Gezeigter Textauszug:
▬▬▬▬▬▬▬▬▬▬

Diese Entwicklung spiegeln auch die Verkaufszahlen der deutschen Distributoren wider, die das Marktforschungsinstitut Context ermittelt. Sie verkauften im zweiten Quartal 2020 26,2 Prozent mehr PCs als im Vorjahreszeitraum. Klarer Wachstumstreiber waren Notebooks für Homeoffice und Homeschooling mit einem Plus von 51,6 Prozent.
Context-Analystin Marie-Christine Pygott führt den Boom im zweiten Quartal auch auf die massiven Lieferschwierigkeiten im ersten Quartal 2020 zurück. Wegen der nicht ausgelieferten Bestellungen und der anhaltend hohen Nachfrage waren die Lagerbestände an Notebooks in der Distribution Anfang des zweiten Quartals extrem niedrig. »Im Laufe des Quartals erholte sich der Bestand jedoch, Produkte wurden geliefert und die Distribution konnte den Backlog an Bestellungen erfüllen«, so die Analystin.

▬▬▬▬▬▬▬▬▬▬

Bereitgestellte Datensätze:

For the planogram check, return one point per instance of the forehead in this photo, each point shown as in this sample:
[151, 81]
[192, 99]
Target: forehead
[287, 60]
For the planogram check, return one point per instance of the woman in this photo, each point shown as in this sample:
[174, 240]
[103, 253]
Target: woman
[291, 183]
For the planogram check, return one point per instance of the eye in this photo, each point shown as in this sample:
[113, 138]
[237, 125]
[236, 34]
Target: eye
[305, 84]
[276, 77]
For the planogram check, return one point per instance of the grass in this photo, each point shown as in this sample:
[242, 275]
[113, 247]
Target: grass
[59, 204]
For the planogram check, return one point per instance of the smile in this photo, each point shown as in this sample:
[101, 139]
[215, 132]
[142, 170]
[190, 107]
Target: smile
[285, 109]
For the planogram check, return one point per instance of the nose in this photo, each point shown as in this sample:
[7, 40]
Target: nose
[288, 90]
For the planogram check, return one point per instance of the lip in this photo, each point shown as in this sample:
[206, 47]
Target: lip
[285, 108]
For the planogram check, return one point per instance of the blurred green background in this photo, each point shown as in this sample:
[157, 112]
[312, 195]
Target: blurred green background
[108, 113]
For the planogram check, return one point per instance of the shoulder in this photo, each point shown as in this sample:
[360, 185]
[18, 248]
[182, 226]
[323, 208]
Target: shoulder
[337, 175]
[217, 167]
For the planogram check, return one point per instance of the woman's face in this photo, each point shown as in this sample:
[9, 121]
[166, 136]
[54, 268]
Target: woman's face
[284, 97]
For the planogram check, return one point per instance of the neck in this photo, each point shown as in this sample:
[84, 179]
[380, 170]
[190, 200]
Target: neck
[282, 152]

▬▬▬▬▬▬▬▬▬▬

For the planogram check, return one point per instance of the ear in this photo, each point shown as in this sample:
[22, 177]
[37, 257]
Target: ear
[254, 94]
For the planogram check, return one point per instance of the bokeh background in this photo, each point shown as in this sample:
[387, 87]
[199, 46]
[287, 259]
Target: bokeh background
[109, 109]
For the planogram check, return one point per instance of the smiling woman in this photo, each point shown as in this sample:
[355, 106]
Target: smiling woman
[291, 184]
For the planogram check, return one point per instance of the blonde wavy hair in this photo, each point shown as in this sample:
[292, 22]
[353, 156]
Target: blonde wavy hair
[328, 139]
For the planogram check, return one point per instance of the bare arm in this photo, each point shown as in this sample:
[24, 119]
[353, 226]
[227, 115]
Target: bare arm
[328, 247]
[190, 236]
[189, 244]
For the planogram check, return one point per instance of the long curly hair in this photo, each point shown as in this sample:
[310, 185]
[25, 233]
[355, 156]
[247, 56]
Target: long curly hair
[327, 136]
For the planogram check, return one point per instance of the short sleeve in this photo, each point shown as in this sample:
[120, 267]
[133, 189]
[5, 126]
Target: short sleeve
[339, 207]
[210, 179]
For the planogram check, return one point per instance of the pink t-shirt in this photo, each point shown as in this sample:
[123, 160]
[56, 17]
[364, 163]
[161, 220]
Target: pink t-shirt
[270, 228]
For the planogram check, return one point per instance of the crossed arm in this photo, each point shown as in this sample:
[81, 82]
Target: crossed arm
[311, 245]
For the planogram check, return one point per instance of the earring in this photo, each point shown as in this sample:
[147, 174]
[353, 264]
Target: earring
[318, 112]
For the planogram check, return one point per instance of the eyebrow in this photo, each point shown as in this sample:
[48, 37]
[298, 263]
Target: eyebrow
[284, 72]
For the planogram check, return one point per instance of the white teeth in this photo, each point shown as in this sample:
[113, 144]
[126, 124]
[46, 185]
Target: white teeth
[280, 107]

▬▬▬▬▬▬▬▬▬▬

Gestellte Aufgabe 1: Zitiere aus dem Text über die PC-Verkäufe wortgetreu den Abschnitt von „Context-Analystin Marie-Christine Pygott“ bis einschließlich „so die Analystin.“.
Gestellte Aufgabe 2: Filtere aus den Datensätzen jede Zeile heraus, die die Zeichenfolge „teeth“ enthält, und gib sie wieder. Groß- und Kleinschreibung ist dabei zu beachten.

Vollständige Ausgabe 1:
Context-Analystin Marie-Christine Pygott führt den Boom im zweiten Quartal auch auf die massiven Lieferschwierigkeiten im ersten Quartal 2020 zurück. Wegen der nicht ausgelieferten Bestellungen und der anhaltend hohen Nachfrage waren die Lagerbestände an Notebooks in der Distribution Anfang des zweiten Quartals extrem niedrig. »Im Laufe des Quartals erholte sich der Bestand jedoch, Produkte wurden geliefert und die Distribution konnte den Backlog an Bestellungen erfüllen«, so die Analystin.

Vollständige Ausgabe 2:
For the planogram check, return one point per instance of the white teeth in this photo, each point shown as in this sample:
Target: white teeth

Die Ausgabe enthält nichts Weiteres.